-------- EXTRAHIERTER TEXT

DETECTIVE : MEIN NAME IST MASTER, KRIMIMASTER! ICH ÜBERNEHME DEN FALL!

Heute geht es mal ganz klassisch zu und ich ordne meine Gedanken in typische Kategorien ein. Darf auch mal sein.

Spielregeln und Spielablauf:
Der Spielaufbau der ersten Partie geht schnell von der Ermittlerhand. Wir spielen kooperativ und möchten als Polizeieinheit gemeinschaftlich einen Fall lösen. Dazu wählen wir einen Charakter und erhalten dementsprechend Marker, die wir während unserer Erkundigung einsetzen können.

----------------

ZIELE =
1: Was erhält man laut dem extrahierten Text über das Spiel Detective, nachdem man einen Charakter gewählt hat?
2: Führe den extrahierten Text über das Spiel Detective ab seinem letzten Satz fort.
Die Daten haben mit dem extrahierten Text nichts zu tun.

-------- BEREITGESTELLTE DATEN

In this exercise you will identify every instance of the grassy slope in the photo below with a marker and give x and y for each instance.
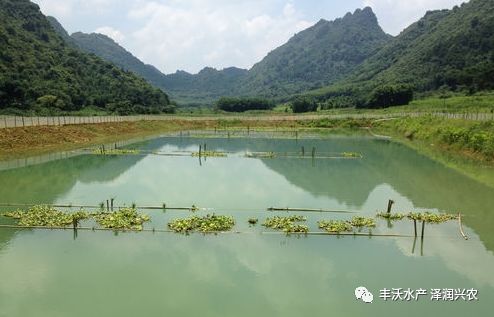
(465, 146)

----------------

ANTWORTLISTE =
1: Marker, die man während der Erkundigung einsetzen kann.

2:
Auf dem Spielplan sind die verschiedenen Orte und unsere Zeitleiste, die gnadenlos den Feierabend entgegengeht. Wechseln wir den Ort oder gehen wir einer heißen Spur nach, kostet das Zeit. Möchten wir zum Beispiel im Archiv einen alten Bericht lesen, dann kommt das Kartendeck zum Einsatz. Ähnlich wie bei TIME STORIES bietet das Deck viele Möglichkeiten, die das fortschreiten in der Story gewährleisten.

Beispiel:
Möchtet Ihr im Labor das Blut genauer untersuchen, dann nimmt Karte 12.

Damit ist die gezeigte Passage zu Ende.